Given text>
They each offer similar services and do it using the same computer hardware and software, managed care vendors, service providers and reinsurers.
But that doesn't mean a TPA can't stand out in the crowd, says Robert J. Hergenrader, senior vp-corporate at Keenan & Associates, a Torrance, Calif.-based TPA. "It's not what you've got," he pointed out, "but what you do with it."
Mr. Hergenrader gave TPAs some advice on how to distinguish themselves in a presentation at the Self-Insurance Institute of America Inc.'s 18th annual conference in San Francisco last month. "Without differentiation," he said, "your clients will not value your services."
He made his point by showing some of the ways Keenan & Associates eliminated the herd mentality.
The TPA learned to differentiate itself from its competitors by examining every product and service to make sure it was unique, he explained.
"We took every program, every product that we have in our portfolio. . .and we broke it down," Mr. Hergenrader said, examining the features and benefits of each, detailing competing products and outlining "how we were going to deal with our competition."

Dataset extract>
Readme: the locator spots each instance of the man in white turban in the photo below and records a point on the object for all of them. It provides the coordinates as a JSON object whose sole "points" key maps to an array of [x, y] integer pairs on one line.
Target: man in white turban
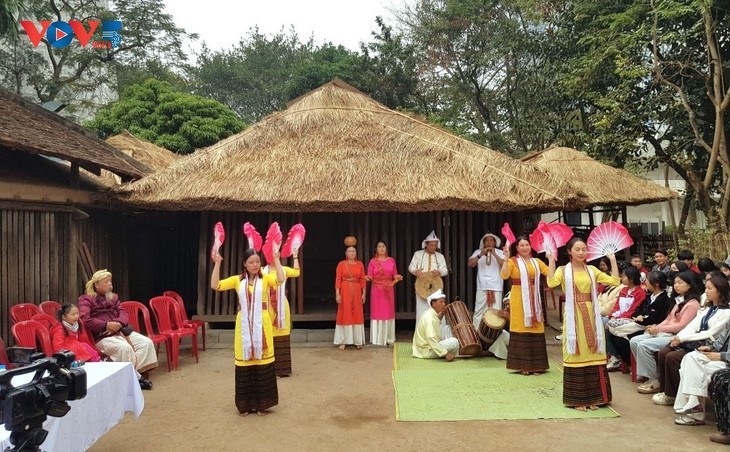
{"points": [[427, 260], [427, 341], [102, 314]]}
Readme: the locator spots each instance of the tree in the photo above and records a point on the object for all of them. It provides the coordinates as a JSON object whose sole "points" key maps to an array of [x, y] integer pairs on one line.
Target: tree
{"points": [[10, 10], [483, 68], [77, 75], [655, 83], [178, 121], [253, 77], [263, 72], [390, 70]]}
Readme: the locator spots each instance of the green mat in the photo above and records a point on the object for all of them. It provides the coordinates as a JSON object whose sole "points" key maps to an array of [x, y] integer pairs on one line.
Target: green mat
{"points": [[477, 389]]}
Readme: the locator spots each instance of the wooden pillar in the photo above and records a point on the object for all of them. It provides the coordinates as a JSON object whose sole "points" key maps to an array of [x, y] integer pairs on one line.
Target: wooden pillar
{"points": [[72, 259], [202, 264]]}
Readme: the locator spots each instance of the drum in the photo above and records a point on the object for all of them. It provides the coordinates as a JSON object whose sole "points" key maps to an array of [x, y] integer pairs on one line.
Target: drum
{"points": [[490, 327], [457, 316], [426, 284]]}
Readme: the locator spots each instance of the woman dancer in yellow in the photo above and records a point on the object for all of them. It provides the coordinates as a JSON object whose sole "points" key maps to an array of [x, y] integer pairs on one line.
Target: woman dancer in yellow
{"points": [[527, 352], [585, 378], [256, 389]]}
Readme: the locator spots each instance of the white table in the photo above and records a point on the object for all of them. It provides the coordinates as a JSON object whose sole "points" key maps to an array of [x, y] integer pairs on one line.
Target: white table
{"points": [[112, 390]]}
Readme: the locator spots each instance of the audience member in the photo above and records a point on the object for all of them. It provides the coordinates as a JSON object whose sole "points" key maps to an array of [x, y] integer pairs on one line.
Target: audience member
{"points": [[686, 294], [102, 313]]}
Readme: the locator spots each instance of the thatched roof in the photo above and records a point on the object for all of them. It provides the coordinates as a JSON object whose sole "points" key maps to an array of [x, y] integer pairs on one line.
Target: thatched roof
{"points": [[31, 128], [335, 149], [149, 154], [602, 184]]}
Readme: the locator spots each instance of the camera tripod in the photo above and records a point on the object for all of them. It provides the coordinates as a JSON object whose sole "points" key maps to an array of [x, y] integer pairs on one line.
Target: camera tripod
{"points": [[28, 437]]}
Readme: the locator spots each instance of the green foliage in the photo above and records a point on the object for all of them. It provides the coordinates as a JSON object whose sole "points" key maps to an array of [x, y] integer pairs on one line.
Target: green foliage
{"points": [[262, 73], [178, 121], [253, 78], [81, 76]]}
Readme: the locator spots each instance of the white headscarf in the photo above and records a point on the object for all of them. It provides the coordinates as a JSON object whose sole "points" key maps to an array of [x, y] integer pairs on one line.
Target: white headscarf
{"points": [[497, 240], [431, 238], [439, 294]]}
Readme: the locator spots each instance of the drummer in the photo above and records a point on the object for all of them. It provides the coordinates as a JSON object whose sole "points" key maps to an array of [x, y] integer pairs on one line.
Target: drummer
{"points": [[427, 260], [427, 342], [488, 260]]}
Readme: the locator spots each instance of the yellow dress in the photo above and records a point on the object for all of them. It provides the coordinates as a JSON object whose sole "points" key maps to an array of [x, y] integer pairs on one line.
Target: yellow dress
{"points": [[286, 331], [234, 283], [516, 311]]}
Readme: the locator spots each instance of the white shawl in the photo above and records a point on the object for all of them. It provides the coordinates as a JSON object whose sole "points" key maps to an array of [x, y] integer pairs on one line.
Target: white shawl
{"points": [[251, 319], [529, 316], [280, 300], [570, 310]]}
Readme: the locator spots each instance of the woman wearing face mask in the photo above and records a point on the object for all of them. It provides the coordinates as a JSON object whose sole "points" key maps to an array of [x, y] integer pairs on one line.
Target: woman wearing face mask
{"points": [[686, 295]]}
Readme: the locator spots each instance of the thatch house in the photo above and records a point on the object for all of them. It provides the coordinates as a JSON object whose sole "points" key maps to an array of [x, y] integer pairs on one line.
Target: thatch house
{"points": [[606, 188], [343, 164], [48, 207], [143, 151], [608, 192]]}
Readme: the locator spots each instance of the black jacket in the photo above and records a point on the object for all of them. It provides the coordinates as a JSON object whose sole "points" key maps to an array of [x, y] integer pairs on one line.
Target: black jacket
{"points": [[656, 312]]}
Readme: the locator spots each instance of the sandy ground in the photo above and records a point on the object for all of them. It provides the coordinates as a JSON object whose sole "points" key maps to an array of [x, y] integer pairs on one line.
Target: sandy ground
{"points": [[339, 400]]}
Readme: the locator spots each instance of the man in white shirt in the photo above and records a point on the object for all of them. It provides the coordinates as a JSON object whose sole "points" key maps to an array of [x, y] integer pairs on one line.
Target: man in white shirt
{"points": [[427, 342], [488, 260], [426, 260]]}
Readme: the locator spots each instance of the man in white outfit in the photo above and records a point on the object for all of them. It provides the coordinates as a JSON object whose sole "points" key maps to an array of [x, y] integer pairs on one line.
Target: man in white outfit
{"points": [[488, 260], [425, 260], [427, 341]]}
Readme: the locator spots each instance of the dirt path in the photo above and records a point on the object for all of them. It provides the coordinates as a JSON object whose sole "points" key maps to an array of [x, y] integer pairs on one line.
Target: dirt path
{"points": [[345, 401]]}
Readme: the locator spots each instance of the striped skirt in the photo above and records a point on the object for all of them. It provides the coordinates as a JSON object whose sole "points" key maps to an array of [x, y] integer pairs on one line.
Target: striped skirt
{"points": [[256, 388], [721, 399], [527, 352], [586, 386], [282, 355]]}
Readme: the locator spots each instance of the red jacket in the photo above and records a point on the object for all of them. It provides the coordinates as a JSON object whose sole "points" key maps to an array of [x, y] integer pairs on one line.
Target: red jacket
{"points": [[77, 342]]}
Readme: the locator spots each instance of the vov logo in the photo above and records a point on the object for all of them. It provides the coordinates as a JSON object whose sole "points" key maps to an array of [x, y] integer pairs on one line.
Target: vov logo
{"points": [[59, 34]]}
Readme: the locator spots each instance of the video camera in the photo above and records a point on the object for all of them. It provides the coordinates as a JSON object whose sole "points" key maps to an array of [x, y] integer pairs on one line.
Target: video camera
{"points": [[24, 408]]}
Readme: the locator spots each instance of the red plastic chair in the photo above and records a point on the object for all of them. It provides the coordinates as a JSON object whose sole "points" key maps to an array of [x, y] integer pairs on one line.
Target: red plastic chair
{"points": [[29, 333], [134, 309], [188, 323], [4, 357], [46, 320], [23, 311], [167, 314], [50, 307]]}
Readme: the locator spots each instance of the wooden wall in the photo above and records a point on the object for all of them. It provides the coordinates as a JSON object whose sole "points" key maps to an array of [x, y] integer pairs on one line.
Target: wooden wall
{"points": [[312, 295]]}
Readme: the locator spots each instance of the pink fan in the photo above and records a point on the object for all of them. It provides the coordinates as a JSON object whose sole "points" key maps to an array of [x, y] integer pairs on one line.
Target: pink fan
{"points": [[253, 236], [219, 235], [536, 239], [607, 238], [549, 244], [273, 236], [294, 240], [509, 236]]}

What this exercise asks>
A: In the article about TPAs, what position does Robert J. Hergenrader hold at Keenan & Associates?
B: Continue the article about TPAs standing out from their competitors, starting after its last sentence.

Final results>
A: He is senior vp-corporate.

B:
Mr. Hergenrader said that if a product or service was not unique, "we set out to find out what we could do to differentiate ourself in that area. And it is a time-consuming process; it took us over a year."
The result was a three-ring binder provided to every salesperson at Kennan & Associates. Before visiting clients, salespeople can review the information on the products they intend to sell, arming themselves with information about why their products are better than those of the competition and about how those competitors tout their versions.
Mr. Hergenrader said TPAs should make sure they get out a clear message regarding their services. "Does your client know what you do? Do you have a brochure out there that says what you do? How old is it? Do you have a Web page?"
He emphasized that the administrative agreement with a client should reflect all the services the TPA can provide, not just the ones provided to that client. Rates for all services, regardless of whether they are being provided, should be shown. "It's kind of a sales tool, isn't it?" he said.
Employers should have some information about a TPA's personnel, Mr. Hergenrader noted. Their biographies should be included in proposals, and information such as professional designations and years of experience should be highlighted. If there is low employee turnover, note that, he said.
Providing reports to clients is "one area we spend a lot of time in," Mr. Hergenrader noted. "We think it's very important to our future."
Instead of printing out a stack of reports and sending it to clients, Keenan & Associates allows its clients to access reports over the Internet. A client can pick which elements it wants to see, and the system provides a report with only those elements.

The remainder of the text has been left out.